« Pour Rousseau, la raison ne peut se passer du renfort de la passion pour faire émerger la vertu »

Dans cet entretien accordé au magazine « Monde et Vie », Alain de Benoist revisite Jean-Jacques Rousseau, souvent réduit à la figure de philosophe des Lumières. Loin d’être un progressiste, Rousseau se révèle un critique acerbe de la modernité, prônant une religion civile et un patriotisme vertueux face à l’universalisme et au excès du rationalisme.

MONDE&VIE. Vous soulignez le rôle de grand opposant tenu par votre héros au milieu des Lumières françaises, qui la plupart du temps sont résolument athées (de Diderot à D’Holbach). Lui prononce, au contraire, que l’on doit s’éloigner des grandes métropoles et retrouver Dieu dans la nature. Voltaire, qui pourtant n’était pas tout à fait athée, n’a jamais pu supporter ce Rousseau-là…

ALAIN DE BENOIST : Il le présentait même comme le « Judas de la confrérie » ! Voltaire représente tout ce que Rousseau déteste : la civilisation dans ce qu’elle a de plus opposé à la vraie culture, le rationalisme prétentieux, le primat des artifices, le souci de paraître, le goût de la dérision, l’ironie qui se croit supérieure et l’impiété. Rousseau, lui, condamne l’athéisme, coupable à ses yeux de favoriser la déliaison sociale, et en tient plutôt pour une religion qui sacraliserait en quelque sorte le patriotisme.

Les commentateurs ont toujours été très partagés sur ce que Rousseau entend par « religion civile », les uns y voyant l’institution d’une sorte de théisme d’État, les autres un simple moyen de mettre la religion au service du politique (c’est l’hypothèse la plus souvent retenue) ou encore de neutraliser politiquement les effets délétères d’un « fanatisme » qui a pris historiquement la forme de la « religion du prêtre », d’autres enfin la volonté de reconnaître que la religion est une « force agissante » dont on ne saurait se passer. Ce qui est certain, c’est que Rousseau, lorsqu’il parle d’instaurer une religion du citoyen, ne plaide nullement pour une « Église nationale » dans l’esprit du gallicanisme ou de l’Église anglicane, formule qui le séduit mais qu’il juge irréaliste. Ce qu’il pense plutôt, c’est que la raison ne peut se passer du renfort de la passion pour faire émerger la vertu. La religion motive, et elle peut aussi motiver le patriotisme. Pour Rousseau, la croyance en une vie après la mort est requise pour la vertu du citoyen : aucun État ne pourrait demander à ses citoyens de sacrifier leur vie pour défendre leur patrie s’ils n’avaient foi en une vie après la mort. La nécessaire autonomie du politique n’implique donc pas chez lui la mise à l’écart du religieux. C’est ce qu’il explique longuement au chapitre 8 du livre IV du Contrat social, mais aussi dans ses textes sur la Pologne et la Corse, où il explique que les citoyens seront d’autant plus patriotes qu’ils auront été formés à regarder la patrie comme digne d’un culte. Cette affirmation a de toute évidence pour modèle la cité antique.

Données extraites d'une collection

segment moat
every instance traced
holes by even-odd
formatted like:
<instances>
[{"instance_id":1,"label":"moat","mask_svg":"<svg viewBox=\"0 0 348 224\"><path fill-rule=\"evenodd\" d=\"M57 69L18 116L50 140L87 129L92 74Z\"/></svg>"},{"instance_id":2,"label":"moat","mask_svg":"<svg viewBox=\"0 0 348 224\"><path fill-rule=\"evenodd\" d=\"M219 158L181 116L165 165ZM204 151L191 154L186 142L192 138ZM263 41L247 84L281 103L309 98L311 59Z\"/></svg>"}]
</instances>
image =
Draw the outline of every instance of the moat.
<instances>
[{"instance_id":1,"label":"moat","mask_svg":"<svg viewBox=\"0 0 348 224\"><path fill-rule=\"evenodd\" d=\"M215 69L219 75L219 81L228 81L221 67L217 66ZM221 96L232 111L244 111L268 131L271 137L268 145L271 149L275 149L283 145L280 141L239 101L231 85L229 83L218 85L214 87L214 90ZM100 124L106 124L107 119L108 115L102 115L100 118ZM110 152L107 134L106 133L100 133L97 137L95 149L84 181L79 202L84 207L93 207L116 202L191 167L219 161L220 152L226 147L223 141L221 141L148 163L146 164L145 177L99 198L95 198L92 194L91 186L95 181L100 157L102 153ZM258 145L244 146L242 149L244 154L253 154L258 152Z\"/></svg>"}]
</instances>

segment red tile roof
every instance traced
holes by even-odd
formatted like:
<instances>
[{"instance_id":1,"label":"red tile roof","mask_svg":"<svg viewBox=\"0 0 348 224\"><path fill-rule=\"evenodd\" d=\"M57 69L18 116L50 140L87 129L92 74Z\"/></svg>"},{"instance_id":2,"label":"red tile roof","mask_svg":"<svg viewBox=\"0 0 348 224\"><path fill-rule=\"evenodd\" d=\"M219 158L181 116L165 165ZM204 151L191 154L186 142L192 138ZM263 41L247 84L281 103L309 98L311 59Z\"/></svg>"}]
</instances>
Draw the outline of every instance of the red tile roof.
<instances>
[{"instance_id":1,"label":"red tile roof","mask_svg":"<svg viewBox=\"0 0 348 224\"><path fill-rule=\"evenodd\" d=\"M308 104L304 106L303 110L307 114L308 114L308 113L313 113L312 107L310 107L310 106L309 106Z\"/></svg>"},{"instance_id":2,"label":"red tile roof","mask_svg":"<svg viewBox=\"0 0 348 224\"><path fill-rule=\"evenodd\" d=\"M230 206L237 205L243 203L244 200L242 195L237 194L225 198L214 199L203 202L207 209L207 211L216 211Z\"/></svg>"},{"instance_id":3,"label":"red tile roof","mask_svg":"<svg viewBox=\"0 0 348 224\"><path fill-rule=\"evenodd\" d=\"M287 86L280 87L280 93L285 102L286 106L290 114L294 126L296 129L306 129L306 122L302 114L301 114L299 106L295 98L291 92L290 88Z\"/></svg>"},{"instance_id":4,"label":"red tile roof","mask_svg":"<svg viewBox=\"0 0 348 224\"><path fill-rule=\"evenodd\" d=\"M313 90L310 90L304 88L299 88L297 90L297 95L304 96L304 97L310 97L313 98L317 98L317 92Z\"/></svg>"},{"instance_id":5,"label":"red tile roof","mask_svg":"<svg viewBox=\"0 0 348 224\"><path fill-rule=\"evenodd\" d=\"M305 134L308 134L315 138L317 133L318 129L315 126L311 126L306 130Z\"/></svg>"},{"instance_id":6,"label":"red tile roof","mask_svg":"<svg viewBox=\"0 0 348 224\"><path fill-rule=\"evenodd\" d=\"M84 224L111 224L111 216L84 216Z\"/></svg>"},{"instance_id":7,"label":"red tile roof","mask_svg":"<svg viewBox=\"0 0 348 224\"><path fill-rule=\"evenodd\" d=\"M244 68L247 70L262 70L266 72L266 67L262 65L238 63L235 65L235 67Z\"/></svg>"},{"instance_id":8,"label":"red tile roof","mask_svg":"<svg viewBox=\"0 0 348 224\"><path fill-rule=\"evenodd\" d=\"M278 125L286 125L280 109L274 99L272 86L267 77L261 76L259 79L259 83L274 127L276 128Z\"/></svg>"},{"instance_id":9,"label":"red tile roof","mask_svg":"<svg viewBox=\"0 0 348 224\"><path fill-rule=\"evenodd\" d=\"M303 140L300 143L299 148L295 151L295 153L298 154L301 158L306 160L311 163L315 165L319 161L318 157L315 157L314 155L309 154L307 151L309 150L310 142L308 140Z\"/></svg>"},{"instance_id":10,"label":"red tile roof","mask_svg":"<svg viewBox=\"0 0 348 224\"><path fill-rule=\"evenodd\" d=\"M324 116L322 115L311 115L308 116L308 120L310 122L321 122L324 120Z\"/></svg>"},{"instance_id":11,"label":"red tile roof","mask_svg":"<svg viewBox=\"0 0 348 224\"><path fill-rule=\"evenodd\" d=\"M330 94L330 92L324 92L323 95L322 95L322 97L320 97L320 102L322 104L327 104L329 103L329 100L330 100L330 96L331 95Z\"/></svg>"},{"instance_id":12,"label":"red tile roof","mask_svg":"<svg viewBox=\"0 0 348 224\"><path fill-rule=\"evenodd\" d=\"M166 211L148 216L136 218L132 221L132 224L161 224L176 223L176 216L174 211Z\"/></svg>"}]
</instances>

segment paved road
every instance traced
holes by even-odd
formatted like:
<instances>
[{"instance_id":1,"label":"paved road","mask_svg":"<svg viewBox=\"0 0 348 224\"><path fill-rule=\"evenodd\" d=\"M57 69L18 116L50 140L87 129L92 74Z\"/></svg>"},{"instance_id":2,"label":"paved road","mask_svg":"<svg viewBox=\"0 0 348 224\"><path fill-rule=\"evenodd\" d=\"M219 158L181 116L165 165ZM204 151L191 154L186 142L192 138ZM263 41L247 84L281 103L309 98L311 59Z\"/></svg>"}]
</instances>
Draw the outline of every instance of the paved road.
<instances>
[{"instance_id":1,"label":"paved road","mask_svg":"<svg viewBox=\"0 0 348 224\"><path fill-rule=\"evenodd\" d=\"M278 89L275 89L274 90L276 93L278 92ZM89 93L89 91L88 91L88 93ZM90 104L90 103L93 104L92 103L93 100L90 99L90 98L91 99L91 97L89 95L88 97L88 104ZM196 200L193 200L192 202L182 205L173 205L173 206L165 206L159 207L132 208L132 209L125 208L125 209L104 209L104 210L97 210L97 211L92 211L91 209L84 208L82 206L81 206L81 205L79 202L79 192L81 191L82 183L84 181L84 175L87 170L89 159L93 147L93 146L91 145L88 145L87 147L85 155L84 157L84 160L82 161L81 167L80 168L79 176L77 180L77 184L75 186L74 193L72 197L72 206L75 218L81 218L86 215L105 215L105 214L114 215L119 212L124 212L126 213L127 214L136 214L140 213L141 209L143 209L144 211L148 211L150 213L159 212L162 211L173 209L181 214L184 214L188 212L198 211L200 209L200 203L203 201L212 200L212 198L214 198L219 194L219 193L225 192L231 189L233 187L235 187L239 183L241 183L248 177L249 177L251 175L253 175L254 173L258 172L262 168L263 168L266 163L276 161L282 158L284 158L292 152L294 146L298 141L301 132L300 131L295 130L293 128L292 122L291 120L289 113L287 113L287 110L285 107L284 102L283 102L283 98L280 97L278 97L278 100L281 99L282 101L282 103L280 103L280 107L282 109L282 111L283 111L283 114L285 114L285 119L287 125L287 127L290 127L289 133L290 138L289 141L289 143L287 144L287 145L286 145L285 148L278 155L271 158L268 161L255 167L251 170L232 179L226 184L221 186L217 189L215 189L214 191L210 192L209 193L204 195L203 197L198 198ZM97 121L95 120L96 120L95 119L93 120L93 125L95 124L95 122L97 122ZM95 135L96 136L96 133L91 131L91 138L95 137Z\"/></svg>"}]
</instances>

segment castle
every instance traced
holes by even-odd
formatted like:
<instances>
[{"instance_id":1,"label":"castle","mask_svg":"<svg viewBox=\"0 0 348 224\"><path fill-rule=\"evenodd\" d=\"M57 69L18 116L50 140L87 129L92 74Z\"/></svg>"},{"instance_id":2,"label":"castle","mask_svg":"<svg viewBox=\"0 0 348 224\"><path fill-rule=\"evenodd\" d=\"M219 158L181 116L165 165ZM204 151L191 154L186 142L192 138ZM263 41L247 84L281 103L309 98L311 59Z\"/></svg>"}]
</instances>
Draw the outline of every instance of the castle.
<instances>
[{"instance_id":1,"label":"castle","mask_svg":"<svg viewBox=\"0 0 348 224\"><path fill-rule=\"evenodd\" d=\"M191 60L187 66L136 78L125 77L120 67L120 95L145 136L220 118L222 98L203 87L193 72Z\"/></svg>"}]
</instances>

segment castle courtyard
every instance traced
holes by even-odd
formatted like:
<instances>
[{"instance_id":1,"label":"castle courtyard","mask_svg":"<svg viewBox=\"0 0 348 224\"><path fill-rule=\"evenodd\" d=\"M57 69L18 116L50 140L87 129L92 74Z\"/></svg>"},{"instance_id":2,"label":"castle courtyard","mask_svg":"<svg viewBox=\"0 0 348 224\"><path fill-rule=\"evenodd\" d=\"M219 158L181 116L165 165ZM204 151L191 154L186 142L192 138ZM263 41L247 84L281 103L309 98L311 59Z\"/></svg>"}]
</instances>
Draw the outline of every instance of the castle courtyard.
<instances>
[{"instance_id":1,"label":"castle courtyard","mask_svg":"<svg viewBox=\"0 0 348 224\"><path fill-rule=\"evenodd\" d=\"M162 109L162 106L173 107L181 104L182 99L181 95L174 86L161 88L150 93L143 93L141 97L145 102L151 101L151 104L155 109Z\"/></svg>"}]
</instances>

Consignes
**A)** D'après l'entretien sur Rousseau, énumère tout ce que Voltaire représente et que Rousseau déteste.
**B)** Dans l'entretien sur Rousseau, recopie le passage allant de « Dans cet entretien » jusqu'à « excès du rationalisme. » en remplaçant « patriotisme vertueux » par « patriotisme civique ».
**C)** Poursuis l'entretien sur Rousseau à partir de sa dernière phrase.
Ces lignes ne jouent aucun rôle ici.

Réponses
**A)**
- la civilisation dans ce qu'elle a de plus opposé à la vraie culture
- le rationalisme prétentieux
- le primat des artifices
- le souci de paraître
- le goût de la dérision
- l'ironie qui se croit supérieure
- l'impiété

**B)**
Dans cet entretien accordé au magazine « Monde et Vie », Alain de Benoist revisite Jean-Jacques Rousseau, souvent réduit à la figure de philosophe des Lumières. Loin d’être un progressiste, Rousseau se révèle un critique acerbe de la modernité, prônant une religion civile et un patriotisme civique face à l’universalisme et au excès du rationalisme.

**C)**
Ce qui pose problème à Rousseau, c’est d’abord l’universalisme chrétien, qui peut être un prétexte à l’effacement des frontières (étant d’emblée universel, l’amour chrétien peut difficilement former communauté), et ensuite que la religion chrétienne est avant tout tournée vers « les choses du ciel » : « Loin d’attacher les cœurs des citoyens à l’État, écrit-il, elle les en détache comme de toutes les choses de la terre : je ne connais rien de plus contraire à l’esprit social ». Enfin, Rousseau s’inquiète des conséquences de l’existence d’un pouvoir religieux distinct du pouvoir politique : promouvoir à la fois l’autorité de l’Église et celle du prince revient à créer une situation où l’une et l’autre ne pourront que rivaliser entre elles et entrer en conflit. Rousseau constate qu’il en a résulté un « perpétuel conflit de juridiction qui a rendu toute bonne politie impossible dans les États chrétiens ». Son reproche est donc essentiellement politique.

MONDE&VIE. Beaucoup de penseurs de la chose politique ont décidé depuis longtemps de laisser Jean-Jacques Rousseau dans leur bibliothèque, tant les sujets sur lesquels intervient le Vicaire savoyard sont nombreux, sont actuels et, vus de lui, souvent dérangeants. Et vous, en exhumant le penseur politique immense qu’il fut, vous faites l’inverse de ces chercheurs fatigués. Que trouvez-vous dans Rousseau, philosophe politique aujourd’hui, que vous ne trouvez pas ailleurs ?

ALAIN DE BENOIST : Si je m’intéresse à Rousseau, ce n’est pas parce que je trouve chez lui des choses que je ne « trouve pas ailleurs », mais parce que l’historien des idées que je suis est en désaccord avec la façon dont il est le plus souvent représenté. Pour dire les choses simplement, Rousseau, loin d’être un philosophe des Lumières, est bien plutôt selon moi un anti-Lumières. Bien entendu, sa critique des Lumières n’est pas celle de Joseph de Maistre ou de Donoso Cortés, mais il suffit de le lire pour en constater l’actualité.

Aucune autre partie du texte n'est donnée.